— SET PROBLEM —
State how many lines in the rows below contain the string "woman", matching case exactly, and give only that number.

Image outline entries:
-- START --
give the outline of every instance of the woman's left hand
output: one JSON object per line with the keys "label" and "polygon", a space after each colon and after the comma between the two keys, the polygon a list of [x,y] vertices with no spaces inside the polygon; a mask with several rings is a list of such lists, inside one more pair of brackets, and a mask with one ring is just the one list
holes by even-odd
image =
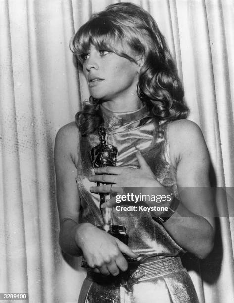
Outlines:
{"label": "woman's left hand", "polygon": [[[89,180],[93,182],[101,182],[105,185],[92,186],[90,190],[92,193],[121,193],[125,187],[161,187],[150,167],[140,151],[136,154],[139,163],[139,168],[106,166],[95,169],[96,175],[91,176]],[[105,203],[110,207],[115,203],[114,198]]]}

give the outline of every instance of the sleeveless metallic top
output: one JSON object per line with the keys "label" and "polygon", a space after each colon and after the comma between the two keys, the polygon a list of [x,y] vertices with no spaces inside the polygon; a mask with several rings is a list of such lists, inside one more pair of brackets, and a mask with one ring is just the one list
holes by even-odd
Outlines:
{"label": "sleeveless metallic top", "polygon": [[[108,133],[107,142],[118,148],[116,166],[138,168],[136,152],[139,149],[157,180],[178,197],[176,172],[169,154],[167,124],[156,126],[146,107],[121,113],[112,112],[103,106],[101,109]],[[81,202],[79,222],[88,222],[95,226],[102,224],[99,196],[90,192],[90,187],[95,184],[90,182],[88,178],[94,173],[90,151],[98,143],[97,133],[81,136],[77,177]],[[113,224],[126,227],[129,246],[142,259],[157,256],[160,258],[176,256],[184,252],[163,227],[152,219],[152,213],[126,211],[124,215],[119,213],[115,210]]]}

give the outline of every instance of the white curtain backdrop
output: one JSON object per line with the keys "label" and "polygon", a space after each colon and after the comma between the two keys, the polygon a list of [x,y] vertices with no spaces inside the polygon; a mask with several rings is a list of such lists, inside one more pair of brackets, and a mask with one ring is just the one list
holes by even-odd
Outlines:
{"label": "white curtain backdrop", "polygon": [[[166,37],[189,119],[208,146],[213,185],[232,188],[234,1],[129,1],[148,11]],[[58,244],[53,149],[58,130],[89,97],[70,39],[92,13],[118,2],[0,0],[0,292],[28,292],[32,303],[77,301],[85,273]],[[231,215],[233,200],[225,198],[218,207]],[[231,303],[234,220],[227,216],[217,223],[211,255],[184,262],[201,302]]]}

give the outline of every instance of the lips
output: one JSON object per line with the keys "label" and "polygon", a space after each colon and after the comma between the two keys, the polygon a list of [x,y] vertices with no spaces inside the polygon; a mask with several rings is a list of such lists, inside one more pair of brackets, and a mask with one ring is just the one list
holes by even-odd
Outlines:
{"label": "lips", "polygon": [[96,85],[101,81],[103,81],[104,79],[96,77],[95,76],[90,76],[88,77],[88,84],[90,87]]}

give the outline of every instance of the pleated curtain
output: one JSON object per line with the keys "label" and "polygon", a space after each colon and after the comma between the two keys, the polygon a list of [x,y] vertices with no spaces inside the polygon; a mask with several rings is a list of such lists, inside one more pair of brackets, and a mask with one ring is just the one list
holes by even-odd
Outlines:
{"label": "pleated curtain", "polygon": [[[201,302],[233,302],[234,1],[129,1],[148,11],[165,36],[189,118],[208,147],[213,186],[229,188],[213,252],[187,264]],[[85,273],[58,244],[53,150],[58,129],[89,97],[71,37],[118,2],[0,0],[0,292],[28,292],[33,303],[77,301]]]}

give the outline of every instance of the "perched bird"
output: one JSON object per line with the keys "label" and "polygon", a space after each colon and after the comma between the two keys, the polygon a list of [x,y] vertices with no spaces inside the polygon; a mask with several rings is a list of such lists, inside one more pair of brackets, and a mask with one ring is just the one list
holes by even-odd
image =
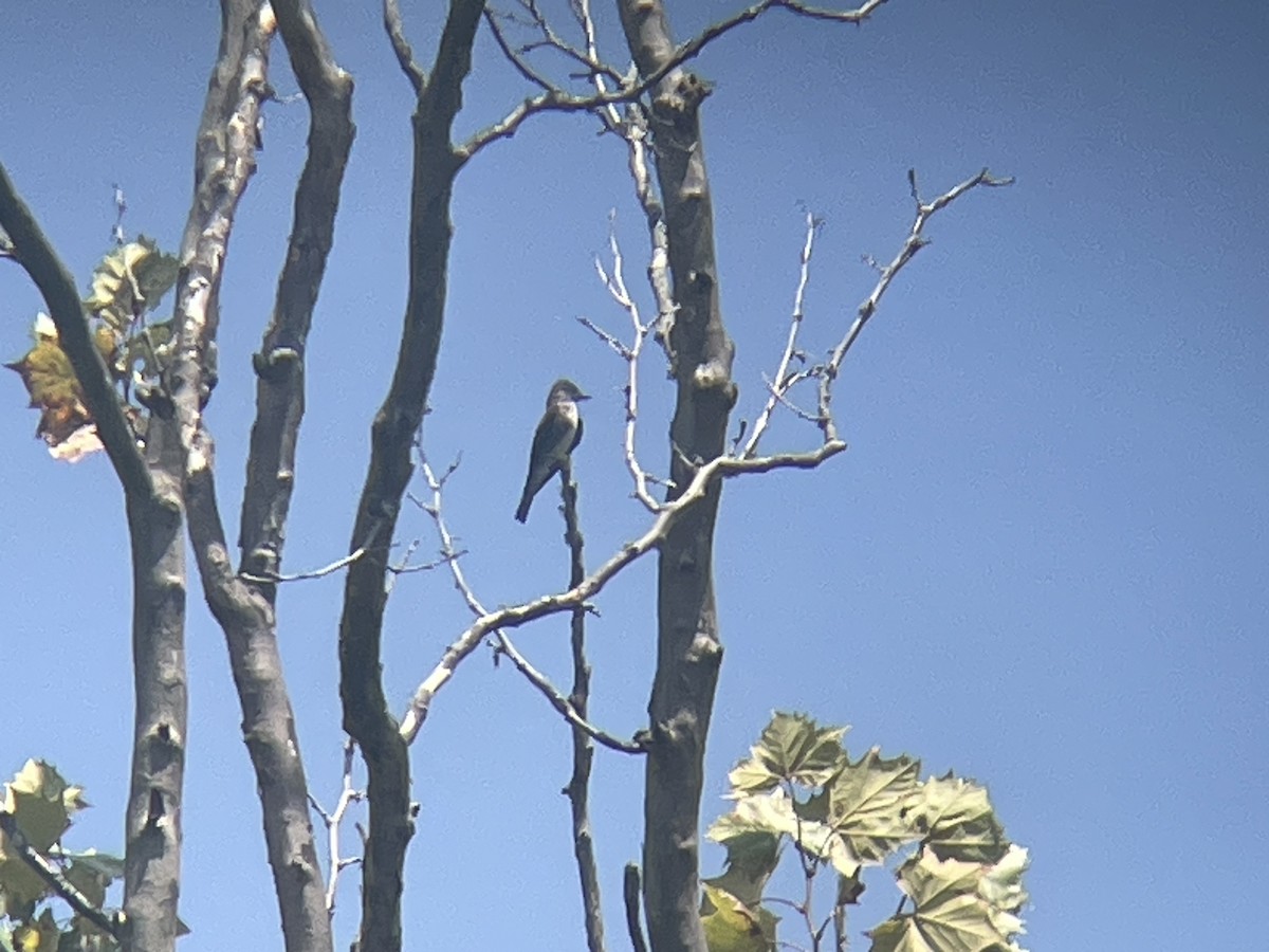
-- END --
— RESPONSE TO THE TASK —
2